Antonio Calabrò, ne I mille morti di Palermo (Mondadori, 2016), ricorda le parole del magistrato Sebastiano Ardita riguardo le intuizioni di Claudio Fava sulla criminalità catanese: «aveva capito per primo che la mafia sul disincanto aveva saputo costruire i suoi percorsi. Una classe borghese che si serve dei criminali, alleata del mondo istituzionale». Ma soprattutto sottolinea, l’autore, la nascita del pool antimafia guidato da Antonino Caponnetto e composto da Giovanni Falcone, Paolo Borsellino, Giuseppe Di Lello, Leonardo Guarnotta, le cui accurate indagini hanno portato all’istituzione del maxiprocesso a Cosa Nostra nell’aula bunker dell’Ucciardone, iniziato il 10 febbraio del 1986:

  • 349 udienze.
  • 1314 interrogatori.
  • 635 arringhe difensive.
  • 200 avvocati difensori.
  • 475 imputati.
  • 2665 gli anni di carcere complessivamente inflitti.

Un enorme e scrupoloso lavoro di indagine, quello condotto dal pool di magistrati, cui è seguito un altrettanto valido impegno dei componenti della Corte. Tutto questo non deve essere dimenticato, neanche dalle nuove generazioni. È questa la motivazione principale che ha spinto Calabrò a raccontare dettagliatamente tutta la Storia degli anni che hanno preceduto il maxiprocesso e all’interno della quale se ne ritrovano le motivazioni.

Sono trascorsi 30 anni dall’inizio del processo. Cosa è successo in Italia da allora? La mafia siciliana è stata davvero messa in ginocchio? Qual è il ruolo della criminalità organizzata oggi nella politica e nell’economia? L’Italia ha abbassato la guardia?

Ne abbiamo parlato con Antonio Calabrò.

I mille morti di Palermo racconta la storia che precede e spiega il maxiprocesso di Palermo. Quali sono i motivi che l’hanno portata a scrivere questo libro?

Questo libro è un grande richiamo alla memoria di quelle persone che hanno combattuto la mafia, che hanno perso lo vita. È importante che ne vada tramandato il ricordo. Il nostro è un Paese troppo spesso immemore. Ho tentato di mettere insieme tanti episodi criminali, i 1000 morti, dentro un contesto di spiegazione politica ed economica, in un doppio incrocio tra la cronaca nera, l’ambiente e la situazione politica.

§ Consegna A: Nei dati raccolti, riscrivi il tratto che va dalla riga contenente "Expected: for each instance of the green" fino all'ultima riga dei dati, entrambe incluse, riportando anche le righe che iniziano con "Expected:". Moltiplica per 0,95 ogni coordinata dei punti e arrotonda all'intero, con le metà per eccesso.
I dati raccolti non hanno alcuna relazione con il brano.

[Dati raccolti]
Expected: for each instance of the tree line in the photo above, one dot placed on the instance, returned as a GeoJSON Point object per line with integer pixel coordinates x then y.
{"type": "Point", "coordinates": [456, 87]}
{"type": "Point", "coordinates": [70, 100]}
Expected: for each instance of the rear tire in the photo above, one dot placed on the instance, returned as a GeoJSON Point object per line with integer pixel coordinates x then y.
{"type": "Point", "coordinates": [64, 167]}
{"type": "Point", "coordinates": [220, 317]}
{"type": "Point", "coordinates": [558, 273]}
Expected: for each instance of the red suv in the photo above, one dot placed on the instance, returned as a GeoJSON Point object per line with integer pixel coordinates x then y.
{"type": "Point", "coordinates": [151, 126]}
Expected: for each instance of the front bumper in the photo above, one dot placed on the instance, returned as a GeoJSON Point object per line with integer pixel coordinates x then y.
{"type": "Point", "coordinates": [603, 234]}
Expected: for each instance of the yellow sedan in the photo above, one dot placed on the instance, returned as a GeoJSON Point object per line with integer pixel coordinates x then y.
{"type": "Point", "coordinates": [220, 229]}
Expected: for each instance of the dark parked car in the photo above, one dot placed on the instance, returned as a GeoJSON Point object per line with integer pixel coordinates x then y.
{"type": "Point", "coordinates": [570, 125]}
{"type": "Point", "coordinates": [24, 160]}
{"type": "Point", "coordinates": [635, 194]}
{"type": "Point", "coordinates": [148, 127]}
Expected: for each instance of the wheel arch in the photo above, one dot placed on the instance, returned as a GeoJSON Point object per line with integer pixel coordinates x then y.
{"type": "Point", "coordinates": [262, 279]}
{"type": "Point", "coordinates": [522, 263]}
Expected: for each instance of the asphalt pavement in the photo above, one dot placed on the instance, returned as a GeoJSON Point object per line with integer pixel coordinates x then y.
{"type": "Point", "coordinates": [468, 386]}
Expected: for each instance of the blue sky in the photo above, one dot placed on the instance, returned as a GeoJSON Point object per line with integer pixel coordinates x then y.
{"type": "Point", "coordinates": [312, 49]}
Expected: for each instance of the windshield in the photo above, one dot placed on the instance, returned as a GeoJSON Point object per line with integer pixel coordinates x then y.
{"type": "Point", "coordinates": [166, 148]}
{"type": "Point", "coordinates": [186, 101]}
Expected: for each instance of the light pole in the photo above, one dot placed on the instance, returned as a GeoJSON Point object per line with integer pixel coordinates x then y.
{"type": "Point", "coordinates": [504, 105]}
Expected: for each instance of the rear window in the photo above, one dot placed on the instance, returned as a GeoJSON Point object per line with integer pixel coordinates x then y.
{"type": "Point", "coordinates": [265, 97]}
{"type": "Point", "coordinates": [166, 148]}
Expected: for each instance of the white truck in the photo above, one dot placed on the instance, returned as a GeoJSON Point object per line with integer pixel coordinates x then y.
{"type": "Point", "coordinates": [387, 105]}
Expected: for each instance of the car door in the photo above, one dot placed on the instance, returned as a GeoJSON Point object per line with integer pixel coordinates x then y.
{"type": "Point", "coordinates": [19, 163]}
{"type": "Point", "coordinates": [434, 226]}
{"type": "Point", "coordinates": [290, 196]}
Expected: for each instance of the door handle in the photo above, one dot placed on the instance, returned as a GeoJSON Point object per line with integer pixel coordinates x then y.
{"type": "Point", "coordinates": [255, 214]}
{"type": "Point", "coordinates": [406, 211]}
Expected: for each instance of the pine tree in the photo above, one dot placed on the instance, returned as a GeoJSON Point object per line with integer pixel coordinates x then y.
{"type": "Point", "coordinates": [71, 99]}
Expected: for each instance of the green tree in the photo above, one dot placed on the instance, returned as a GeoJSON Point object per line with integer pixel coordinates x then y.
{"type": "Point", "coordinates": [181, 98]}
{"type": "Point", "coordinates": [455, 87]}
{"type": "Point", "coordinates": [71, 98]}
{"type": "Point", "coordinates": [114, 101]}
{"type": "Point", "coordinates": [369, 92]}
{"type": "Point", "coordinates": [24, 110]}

§ Consegna B: Stabilisci se ciascuna affermazione concorda con il brano sul maxiprocesso di Palermo. Rispondi sì o no e cita le parole decisive del brano: (i) il maxiprocesso iniziò il 10 febbraio 1986; (ii) gli imputati del maxiprocesso furono 635; (iii) il pool antimafia era guidato da Giovanni Falcone.

§ Risposta completa A:
Expected: for each instance of the green tree in the photo above, one dot placed on the instance, returned as a GeoJSON Point object per line with integer pixel coordinates x then y.
{"type": "Point", "coordinates": [172, 93]}
{"type": "Point", "coordinates": [432, 83]}
{"type": "Point", "coordinates": [67, 93]}
{"type": "Point", "coordinates": [108, 96]}
{"type": "Point", "coordinates": [351, 87]}
{"type": "Point", "coordinates": [23, 105]}

§ Risposta completa B:
(i) Sì: «iniziato il 10 febbraio del 1986».
(ii) No: «475 imputati.»
(iii) No: «guidato da Antonino Caponnetto».